Text shown:

Sunday, June 9, 2019

Unable to Please Everyone, Theresa May Gives Up

Originally published on May 24, 2019 on America Out Loud,
https://americaoutloud.com/unable-to-please-everyone-theresa-may-gives-up/


“Is this like Brexit?” That was the question every Briton asked me and my American companions on November 8, 2016 as we sat at a bar in in London watching the television coverage of President Donald Trump’s win. We were loud, boisterous and irreverent⏤bantering about when Hilary Clinton would come out of hiding and concede. The reserved Londoners looked at us with their stiff upper lips, probably murmuring about what unruly savages we colonials were. They were in shock about this fissure in the timeline; although, not nearly as shocked as the country already beginning to descend into a cultural fragmentation grenade I would come home to a few days later.

I wasn’t sure how to answer their question that day. The United Kingdom had a few months before passed their own titanic change of direction approving Brexit, the vote to leave the European Union. They were still trying to understand what it meant and who to implement the divorce they had voted for.

To many, the European Union was more than just a socialist cooperative economic model beginning to show the stresses of many years of the richer nations supporting the poorer ones. The EU was for them the culmination of a dream of a better that began on the 8th of May 1945, Victory in Europe Day. The people of Western Europe had endured the Cold War paying the price of post-war mobilization of NATO.

Source information:
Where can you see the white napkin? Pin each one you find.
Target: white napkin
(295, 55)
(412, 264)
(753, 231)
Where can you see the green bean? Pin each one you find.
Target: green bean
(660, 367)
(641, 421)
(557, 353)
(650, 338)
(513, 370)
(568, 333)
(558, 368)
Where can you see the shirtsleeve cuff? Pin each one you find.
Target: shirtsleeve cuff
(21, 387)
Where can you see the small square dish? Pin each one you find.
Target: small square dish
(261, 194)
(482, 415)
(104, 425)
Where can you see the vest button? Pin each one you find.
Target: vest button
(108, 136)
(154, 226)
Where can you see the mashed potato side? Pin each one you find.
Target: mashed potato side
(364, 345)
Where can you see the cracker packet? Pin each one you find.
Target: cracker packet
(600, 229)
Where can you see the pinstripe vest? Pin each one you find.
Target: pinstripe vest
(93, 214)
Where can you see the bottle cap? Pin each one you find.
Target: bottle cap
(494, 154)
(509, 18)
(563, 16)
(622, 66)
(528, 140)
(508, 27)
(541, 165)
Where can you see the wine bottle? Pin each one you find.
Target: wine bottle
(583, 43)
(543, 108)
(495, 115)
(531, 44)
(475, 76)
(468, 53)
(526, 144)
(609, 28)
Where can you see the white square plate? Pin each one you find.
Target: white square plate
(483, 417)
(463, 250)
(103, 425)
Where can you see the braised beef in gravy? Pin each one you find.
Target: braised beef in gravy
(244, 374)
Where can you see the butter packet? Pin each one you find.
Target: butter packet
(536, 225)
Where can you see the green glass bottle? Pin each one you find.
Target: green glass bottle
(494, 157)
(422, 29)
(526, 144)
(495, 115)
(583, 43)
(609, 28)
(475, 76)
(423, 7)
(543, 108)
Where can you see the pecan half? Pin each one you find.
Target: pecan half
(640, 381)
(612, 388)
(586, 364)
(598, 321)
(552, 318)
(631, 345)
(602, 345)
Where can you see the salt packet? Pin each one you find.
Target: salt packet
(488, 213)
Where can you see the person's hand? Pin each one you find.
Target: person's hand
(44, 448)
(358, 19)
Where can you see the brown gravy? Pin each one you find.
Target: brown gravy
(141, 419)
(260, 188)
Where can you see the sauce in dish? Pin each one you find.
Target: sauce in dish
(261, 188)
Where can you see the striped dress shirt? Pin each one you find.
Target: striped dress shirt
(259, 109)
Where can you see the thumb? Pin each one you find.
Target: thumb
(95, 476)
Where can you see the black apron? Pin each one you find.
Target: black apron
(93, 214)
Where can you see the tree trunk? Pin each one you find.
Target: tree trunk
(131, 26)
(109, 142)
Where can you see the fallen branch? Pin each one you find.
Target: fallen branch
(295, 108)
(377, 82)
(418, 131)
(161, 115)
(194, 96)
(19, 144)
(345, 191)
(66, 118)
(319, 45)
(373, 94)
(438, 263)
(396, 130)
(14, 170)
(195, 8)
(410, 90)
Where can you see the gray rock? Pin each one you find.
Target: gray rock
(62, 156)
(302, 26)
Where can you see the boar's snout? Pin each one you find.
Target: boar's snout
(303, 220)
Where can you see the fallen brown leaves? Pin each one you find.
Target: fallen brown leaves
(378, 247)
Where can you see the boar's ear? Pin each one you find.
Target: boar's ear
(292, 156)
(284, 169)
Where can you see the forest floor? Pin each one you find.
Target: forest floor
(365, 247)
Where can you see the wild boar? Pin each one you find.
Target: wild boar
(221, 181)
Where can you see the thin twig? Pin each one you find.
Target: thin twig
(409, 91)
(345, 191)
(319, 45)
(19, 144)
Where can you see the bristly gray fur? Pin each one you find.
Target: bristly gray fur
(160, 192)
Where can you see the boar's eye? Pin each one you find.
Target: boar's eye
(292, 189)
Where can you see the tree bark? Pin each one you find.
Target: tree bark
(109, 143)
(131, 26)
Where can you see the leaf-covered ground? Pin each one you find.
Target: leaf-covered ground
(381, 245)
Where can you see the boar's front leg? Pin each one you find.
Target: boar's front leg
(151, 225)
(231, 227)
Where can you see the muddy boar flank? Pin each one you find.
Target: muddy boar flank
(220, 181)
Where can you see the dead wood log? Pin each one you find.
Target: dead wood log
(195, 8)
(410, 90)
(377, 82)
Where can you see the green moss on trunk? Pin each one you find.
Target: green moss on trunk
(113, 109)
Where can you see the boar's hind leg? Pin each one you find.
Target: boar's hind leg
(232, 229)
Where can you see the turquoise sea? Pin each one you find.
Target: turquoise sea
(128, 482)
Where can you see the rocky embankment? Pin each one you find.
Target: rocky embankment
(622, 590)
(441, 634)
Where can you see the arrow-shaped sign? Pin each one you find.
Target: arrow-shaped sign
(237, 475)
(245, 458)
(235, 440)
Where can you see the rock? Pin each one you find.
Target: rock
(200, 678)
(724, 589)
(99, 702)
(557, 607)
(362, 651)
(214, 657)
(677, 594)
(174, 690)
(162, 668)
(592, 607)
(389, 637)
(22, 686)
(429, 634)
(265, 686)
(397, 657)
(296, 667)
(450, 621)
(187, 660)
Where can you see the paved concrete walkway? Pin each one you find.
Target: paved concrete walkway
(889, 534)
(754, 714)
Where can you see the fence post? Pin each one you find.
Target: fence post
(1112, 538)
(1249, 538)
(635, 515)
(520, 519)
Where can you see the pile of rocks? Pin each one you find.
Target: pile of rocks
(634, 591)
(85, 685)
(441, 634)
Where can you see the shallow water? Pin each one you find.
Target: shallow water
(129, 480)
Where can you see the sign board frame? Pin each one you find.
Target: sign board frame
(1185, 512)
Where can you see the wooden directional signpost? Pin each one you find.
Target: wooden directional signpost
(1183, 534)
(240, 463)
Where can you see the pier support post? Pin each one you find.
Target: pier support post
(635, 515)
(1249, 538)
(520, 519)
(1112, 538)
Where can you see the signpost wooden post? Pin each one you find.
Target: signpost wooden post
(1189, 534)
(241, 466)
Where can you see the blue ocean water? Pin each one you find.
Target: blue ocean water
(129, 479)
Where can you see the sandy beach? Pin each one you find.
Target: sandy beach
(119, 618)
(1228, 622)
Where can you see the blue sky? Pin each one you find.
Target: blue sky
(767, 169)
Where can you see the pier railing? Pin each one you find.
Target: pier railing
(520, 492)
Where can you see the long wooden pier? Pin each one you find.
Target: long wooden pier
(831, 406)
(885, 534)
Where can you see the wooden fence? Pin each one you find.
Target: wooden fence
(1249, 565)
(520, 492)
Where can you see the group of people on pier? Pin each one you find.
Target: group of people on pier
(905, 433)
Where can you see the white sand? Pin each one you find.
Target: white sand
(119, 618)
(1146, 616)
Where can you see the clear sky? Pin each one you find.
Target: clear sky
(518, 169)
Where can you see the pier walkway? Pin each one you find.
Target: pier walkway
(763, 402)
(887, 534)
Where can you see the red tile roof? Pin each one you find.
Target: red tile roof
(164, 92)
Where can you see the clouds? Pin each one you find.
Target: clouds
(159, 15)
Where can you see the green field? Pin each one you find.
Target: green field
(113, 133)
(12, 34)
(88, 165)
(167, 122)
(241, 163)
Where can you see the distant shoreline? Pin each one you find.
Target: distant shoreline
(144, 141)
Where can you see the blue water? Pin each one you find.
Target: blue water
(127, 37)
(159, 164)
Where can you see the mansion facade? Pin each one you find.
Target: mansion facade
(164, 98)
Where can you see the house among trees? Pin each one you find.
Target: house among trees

Work item: Write out the passage of the Theresa May article, starting at "Originally published on" and ending at "few days later.", with its wording unchanged.

The answer:
Originally published on May 24, 2019 on America Out Loud,
https://americaoutloud.com/unable-to-please-everyone-theresa-may-gives-up/


“Is this like Brexit?” That was the question every Briton asked me and my American companions on November 8, 2016 as we sat at a bar in in London watching the television coverage of President Donald Trump’s win. We were loud, boisterous and irreverent⏤bantering about when Hilary Clinton would come out of hiding and concede. The reserved Londoners looked at us with their stiff upper lips, probably murmuring about what unruly savages we colonials were. They were in shock about this fissure in the timeline; although, not nearly as shocked as the country already beginning to descend into a cultural fragmentation grenade I would come home to a few days later.